── INPUT ROWS ──

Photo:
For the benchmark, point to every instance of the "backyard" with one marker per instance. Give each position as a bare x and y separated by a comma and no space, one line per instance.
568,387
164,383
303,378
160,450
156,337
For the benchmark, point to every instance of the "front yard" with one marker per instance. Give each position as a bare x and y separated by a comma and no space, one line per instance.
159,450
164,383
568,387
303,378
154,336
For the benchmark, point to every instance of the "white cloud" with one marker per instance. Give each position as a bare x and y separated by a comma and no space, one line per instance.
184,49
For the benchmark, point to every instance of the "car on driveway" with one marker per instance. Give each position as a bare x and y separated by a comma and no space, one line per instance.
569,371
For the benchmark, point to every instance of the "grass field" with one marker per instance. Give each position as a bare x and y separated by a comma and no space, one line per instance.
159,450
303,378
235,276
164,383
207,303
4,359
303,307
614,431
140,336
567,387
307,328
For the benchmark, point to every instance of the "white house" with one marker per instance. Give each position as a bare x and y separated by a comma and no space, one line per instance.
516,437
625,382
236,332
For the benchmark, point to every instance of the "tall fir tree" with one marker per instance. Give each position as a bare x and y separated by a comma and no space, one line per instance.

───

> [WHAT YOU SHOULD DO]: Give the material above again, word for word.

> [TASK RESPONSE]:
Photo:
For the benchmark, point to every instance of the "backyard" with one marker per instance. Give each position as a bare x and y separated by a comma and no space, one line per instance.
568,387
164,383
303,378
160,450
156,337
For the benchmark, point to every instance of the "front yard" with one marker per instance. Give each position as a bare x and y separated by a comma and no space, one line per instance.
159,450
164,383
568,387
303,378
154,336
For the benchmark, point to every instance of the "white cloud" with one marker per instance. Give each position as a bare x and y separated by a comma and no space, one line per instance.
184,49
For the benchmark, point to every instance of the "car on driveway" with one marker per instance. Give each position as a bare x and y separated by a comma and no space, one line per instance.
569,371
For the benchmark, point to every instance of the "grass field" with one marker per instance. Give each position as a bare x and y separated by a comma and no space, one line per instance.
159,450
303,378
235,276
164,383
207,303
4,359
303,307
614,431
140,336
567,387
307,328
For the benchmark, point to every instance of the "white house" with one marker per instance. Give each position as a bare x and y separated by a comma and no space, one line per instance.
516,437
625,382
236,332
For the benchmark, point to every instance of the "tall fir tree" with one marker per instance. Give each position as a bare x and y separated by a comma and no space, one line per instance.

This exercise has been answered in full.